-- BEGIN Document section --
Performance Profiling Methods

Performance Profiling Methods - 2022.2 English

Vitis Tutorials: AI Engine (XD100)

Document ID

XD100

Release Date

2022-12-01

Version

2022.2 English

In this example, we will introduce some methods for profiling the design. The code to be profiled is in aie/graph.cpp:

d8d61191… Updated headers and footers, fixed image references (#33)

//Profile starts here
for(int i=0;i<num;i++){
  gr.gmioIn[i].gm2aie_nb(dinArray[i], BLOCK_SIZE_in_Bytes);
  gr.gmioOut[i].aie2gm_nb(doutArray[i], BLOCK_SIZE_out_Bytes);
}
for(int i=0;i<num;i++){
  gr.gmioOut[i].wait();
}
//Profile ends here

Note: This tutorial assumes that AI Engine runs at 1 GHz.
-- END Document section --
-- BEGIN Dataset entries --
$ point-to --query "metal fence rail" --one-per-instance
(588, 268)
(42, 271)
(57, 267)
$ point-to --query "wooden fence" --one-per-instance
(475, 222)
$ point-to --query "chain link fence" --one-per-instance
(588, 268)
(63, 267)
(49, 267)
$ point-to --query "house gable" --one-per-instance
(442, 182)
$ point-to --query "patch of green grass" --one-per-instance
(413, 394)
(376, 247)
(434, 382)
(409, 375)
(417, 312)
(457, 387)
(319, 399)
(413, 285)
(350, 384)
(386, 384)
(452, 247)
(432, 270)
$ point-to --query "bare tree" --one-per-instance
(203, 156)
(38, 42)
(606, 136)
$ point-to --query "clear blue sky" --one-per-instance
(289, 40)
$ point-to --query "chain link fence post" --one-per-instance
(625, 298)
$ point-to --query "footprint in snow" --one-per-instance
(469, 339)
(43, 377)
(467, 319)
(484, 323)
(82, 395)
-- END Dataset entries --
-- BEGIN Dataset entries --
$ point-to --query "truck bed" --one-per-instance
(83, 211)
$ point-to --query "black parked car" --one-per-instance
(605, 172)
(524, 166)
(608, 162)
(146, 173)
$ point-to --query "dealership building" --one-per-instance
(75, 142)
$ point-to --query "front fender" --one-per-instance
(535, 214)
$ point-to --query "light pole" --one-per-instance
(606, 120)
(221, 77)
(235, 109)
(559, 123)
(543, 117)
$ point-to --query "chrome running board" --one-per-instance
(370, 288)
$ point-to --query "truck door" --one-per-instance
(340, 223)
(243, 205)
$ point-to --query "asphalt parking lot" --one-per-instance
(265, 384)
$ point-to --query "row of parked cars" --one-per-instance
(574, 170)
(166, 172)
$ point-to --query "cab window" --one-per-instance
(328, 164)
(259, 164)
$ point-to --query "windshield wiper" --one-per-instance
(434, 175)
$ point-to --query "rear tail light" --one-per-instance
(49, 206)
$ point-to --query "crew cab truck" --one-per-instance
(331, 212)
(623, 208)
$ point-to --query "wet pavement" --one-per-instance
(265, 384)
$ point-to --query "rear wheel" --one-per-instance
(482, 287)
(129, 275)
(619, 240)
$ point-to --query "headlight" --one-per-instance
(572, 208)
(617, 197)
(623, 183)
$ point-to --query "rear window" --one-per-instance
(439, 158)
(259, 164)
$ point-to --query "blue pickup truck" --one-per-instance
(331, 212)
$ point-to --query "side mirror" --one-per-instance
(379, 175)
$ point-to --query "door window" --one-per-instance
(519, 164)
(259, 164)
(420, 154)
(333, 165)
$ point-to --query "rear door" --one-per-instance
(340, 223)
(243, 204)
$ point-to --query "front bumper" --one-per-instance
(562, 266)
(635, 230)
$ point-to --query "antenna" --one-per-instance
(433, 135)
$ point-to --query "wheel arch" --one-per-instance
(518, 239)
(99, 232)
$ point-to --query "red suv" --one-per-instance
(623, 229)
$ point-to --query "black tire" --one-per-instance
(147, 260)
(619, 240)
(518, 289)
-- END Dataset entries --
## Set of tasks
1. Answer these questions about the performance profiling page, one line each, marked to match:
(a) What release date does the page give?
(b) Which file holds the code to be profiled?
(c) At what clock rate does the tutorial assume the AI Engine runs?
2. Reproduce the performance profiling page between "d8d61191… Updated headers" and "runs at 1 GHz.", inclusive, and swap "gmioOut" for "gmioResult" in that passage.
3. Pick up the performance profiling tutorial after its last sentence and keep writing it.

## Answers to the exercises
1.
(a) 2022-12-01
(b) aie/graph.cpp
(c) 1 GHz

2.
d8d61191… Updated headers and footers, fixed image references (#33)

//Profile starts here
for(int i=0;i<num;i++){
  gr.gmioIn[i].gm2aie_nb(dinArray[i], BLOCK_SIZE_in_Bytes);
  gr.gmioResult[i].aie2gm_nb(doutArray[i], BLOCK_SIZE_out_Bytes);
}
for(int i=0;i<num;i++){
  gr.gmioResult[i].wait();
}
//Profile ends here

Note: This tutorial assumes that AI Engine runs at 1 GHz.

3.
Profile by C++ class API

The code to use C++ class API is common for Linux system for various platforms. The Timer is defined as follows:

class Timer {
  std::chrono::high_resolution_clock::time_point mTimeStart;
  public:
    Timer() { reset(); }
    long long stop() {
      std::chrono::high_resolution_clock::time_point timeEnd =
          std::chrono::high_resolution_clock::now();
      return std::chrono::duration_cast<std::chrono::microseconds>(timeEnd -
                                                                  mTimeStart)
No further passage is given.